ZIEL DER ÜBUNG:
Bitte gib aus dem Text über den ESC 2020 den Abschnitt von „ESC 2020 auf“ bis „Samstagabend gegeneinander angetreten.“ wortgetreu wieder.

EXTRAHIERTER TEXT:
ESC 2020 auf dem Sofa
17. Mai 2020Es war nicht leicht, sich für einen der Fernsehsender zu entscheiden, die beschlossen hatten, verschiedene ESC-Sendungen zu präsentieren. Der Norddeutsche Rundfunk (normalerweise federführend für den deutschen ESC-Beitrag) brachte eine abgespeckte ESC-Version live aus einer leeren Hamburger Elbphilharmonie inmitten der Corona-Pandemie.
Zehn der 41 Teilnehmerländer sind in der letzten Woche im Internet als Finalisten ermittelt worden - deutsche ESC-Fans und eine Jury konnten abstimmen - und diese zehn sind mit einer abwechslungsreichen Songauswahl am Samstagabend gegeneinander angetreten.
Gewonnen hat schließlich das Trio "The Roop" aus Litauen mit einem minimalistischen Elektrosong und einer eigenwilligen Choreografie.
Moderatorin Barbara Schöneberger im rotweißen Kleid-Ungetüm, das über und über mit Kussmündchen bedeckt war, überreichte den "Deutschen ESC-Siegern der Herzen" am Ende der Show eine Siegertrophäe - ein Trostpreis.
Ein Teilnehmer kam "vom Mond"
Zeitgleich startete auf dem Privatsender ProSieben der "Free Eurovision Song Contest". Der deutsche Entertainer Stefan Raab hat selbst mehrfach am Eurovision Song Contest teilgenommen. Sein Ziehkind Lena Meyer-Landruth gewann den Wettbewerb vor genau zehn Jahren für Deutschland.

[Gespeicherte Einträge]
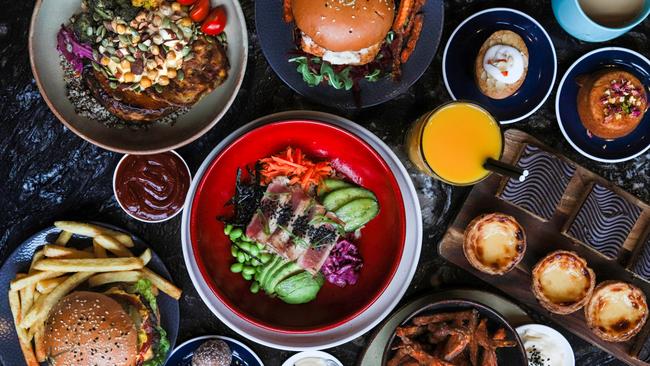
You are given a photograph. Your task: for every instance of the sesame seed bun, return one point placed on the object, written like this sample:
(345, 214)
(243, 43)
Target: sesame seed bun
(88, 328)
(344, 25)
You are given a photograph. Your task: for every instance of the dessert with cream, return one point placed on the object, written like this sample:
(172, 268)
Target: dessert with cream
(611, 103)
(617, 311)
(501, 65)
(494, 243)
(562, 282)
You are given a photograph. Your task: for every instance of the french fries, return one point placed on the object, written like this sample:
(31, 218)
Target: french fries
(162, 284)
(112, 245)
(82, 228)
(32, 279)
(58, 251)
(89, 265)
(46, 286)
(111, 277)
(58, 269)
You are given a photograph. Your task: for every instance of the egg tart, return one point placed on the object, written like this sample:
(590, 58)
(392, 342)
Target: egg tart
(617, 311)
(494, 243)
(562, 282)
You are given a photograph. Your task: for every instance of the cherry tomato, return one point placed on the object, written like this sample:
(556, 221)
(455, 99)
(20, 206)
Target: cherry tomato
(215, 22)
(200, 10)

ENDGÜLTIGE ANTWORT:
ESC 2020 auf dem Sofa
17. Mai 2020Es war nicht leicht, sich für einen der Fernsehsender zu entscheiden, die beschlossen hatten, verschiedene ESC-Sendungen zu präsentieren. Der Norddeutsche Rundfunk (normalerweise federführend für den deutschen ESC-Beitrag) brachte eine abgespeckte ESC-Version live aus einer leeren Hamburger Elbphilharmonie inmitten der Corona-Pandemie.
Zehn der 41 Teilnehmerländer sind in der letzten Woche im Internet als Finalisten ermittelt worden - deutsche ESC-Fans und eine Jury konnten abstimmen - und diese zehn sind mit einer abwechslungsreichen Songauswahl am Samstagabend gegeneinander angetreten.